— Start QUOTED TEXT —

Subhash Kapoor is an Indian film director, and screenwriter. He was a political journalist, and later became known for directing satirical comical dramas like Phas Gaye Re Obama (2010), Jolly LLB (2013) and Jolly LLB 2 (2017).

Career
After completing his MA degree in Hindi literature, Kapoor started his career as a political journalist in Delhi in the 1990s covering North India; thereafter, when his short film got him acclaim in 2001, he started making commercial short films, documentaries and ad films, eventually shifting base to Mumbai in 2006.

— End QUOTED TEXT —

GIVEN TASK 1:
According to the Subhash Kapoor biography, what degree did Kapoor complete before starting his career?
GIVEN TASK 2:
Extend the Subhash Kapoor biography past its last sentence.
The data after this text plays no part in what is asked here.

— Start GIVEN INFORMATION —

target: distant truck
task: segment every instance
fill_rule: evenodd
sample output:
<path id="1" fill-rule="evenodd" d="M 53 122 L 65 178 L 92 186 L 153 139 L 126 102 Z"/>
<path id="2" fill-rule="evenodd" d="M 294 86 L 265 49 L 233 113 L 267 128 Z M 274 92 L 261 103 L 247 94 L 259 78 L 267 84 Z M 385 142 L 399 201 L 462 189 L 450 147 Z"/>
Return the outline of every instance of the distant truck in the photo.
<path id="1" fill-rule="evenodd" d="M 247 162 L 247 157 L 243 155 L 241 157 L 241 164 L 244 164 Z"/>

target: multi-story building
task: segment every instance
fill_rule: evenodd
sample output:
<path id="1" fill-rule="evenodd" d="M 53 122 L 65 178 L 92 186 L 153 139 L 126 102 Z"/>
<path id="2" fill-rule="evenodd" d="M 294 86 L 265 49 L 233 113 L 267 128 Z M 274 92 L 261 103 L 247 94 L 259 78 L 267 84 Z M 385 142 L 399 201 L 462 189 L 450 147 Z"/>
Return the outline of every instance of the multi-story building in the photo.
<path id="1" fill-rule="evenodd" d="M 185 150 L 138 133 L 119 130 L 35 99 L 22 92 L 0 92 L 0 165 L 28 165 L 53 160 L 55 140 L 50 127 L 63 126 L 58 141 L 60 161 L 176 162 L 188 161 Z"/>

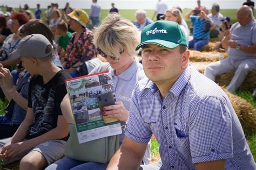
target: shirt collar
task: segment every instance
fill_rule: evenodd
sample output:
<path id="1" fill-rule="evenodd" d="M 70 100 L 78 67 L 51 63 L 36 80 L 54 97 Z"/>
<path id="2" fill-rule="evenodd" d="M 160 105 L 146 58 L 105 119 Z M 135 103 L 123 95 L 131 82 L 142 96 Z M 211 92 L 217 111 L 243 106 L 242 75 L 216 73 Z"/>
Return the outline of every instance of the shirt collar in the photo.
<path id="1" fill-rule="evenodd" d="M 169 90 L 170 92 L 172 93 L 176 97 L 179 96 L 190 79 L 190 75 L 191 74 L 190 67 L 191 66 L 190 64 L 185 69 L 172 87 Z M 147 88 L 150 89 L 152 93 L 156 93 L 158 90 L 158 88 L 156 84 L 149 80 L 145 86 L 145 89 Z"/>
<path id="2" fill-rule="evenodd" d="M 133 76 L 133 75 L 136 73 L 138 68 L 139 68 L 141 65 L 142 64 L 139 62 L 137 59 L 135 59 L 132 64 L 125 71 L 118 75 L 117 77 L 126 81 L 130 80 Z M 114 69 L 111 68 L 110 72 L 111 72 L 111 76 L 116 76 L 114 75 Z"/>

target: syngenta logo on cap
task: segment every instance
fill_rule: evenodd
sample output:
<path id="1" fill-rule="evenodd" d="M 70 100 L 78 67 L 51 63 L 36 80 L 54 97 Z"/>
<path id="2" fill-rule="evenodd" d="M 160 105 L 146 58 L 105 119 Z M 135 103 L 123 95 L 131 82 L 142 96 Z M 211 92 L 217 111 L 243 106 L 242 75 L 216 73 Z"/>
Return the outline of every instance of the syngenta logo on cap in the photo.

— End GIVEN INFORMATION —

RESPONSE 1:
An MA degree in Hindi literature.

RESPONSE 2:
Film director
In 2007, Kapoor made his feature film directorial debut with Say Salaam India. The film failed at the box office. In 2010, he directed his second venture, a satire Phas Gaye Re Obama, which featured many comedians. The film managed to do well in India, and received critical acclaim as well as commercial success. Due to the surprise success of the film, Kapoor began writing his next project. In 2013, Kapoor released Jolly LLB, featuring Arshad Warsi, Amrita Rao and Boman Irani. It is a courtroom drama with a comical touch. The film was released on 15 March 2013. He is also the writer/director for Jolly LLB's sequel, Jolly LLB 2, which starred Akshay Kumar,Huma Qureshi, Annu Kapoor, Saurabh Shukla in pivotal roles and released on 10th feb'2017 with tremendous critical acclaim and box office numbers. Total box office worldwide is over 200crs gross.

Director/Writer
 Say Salaam India (2007) 
 Phas Gaye Re Obama (2010) 
 Jolly LLB (2013)
 Guddu Rangeela (2015)
 Jolly LLB 2 (2017)
 Madam Chief Minister (2021)
 Maharani (2021)
 Mogul (film) (TBA)
 Jolly LLB 3 (2024)
 ''Maharani Season-2 (2022)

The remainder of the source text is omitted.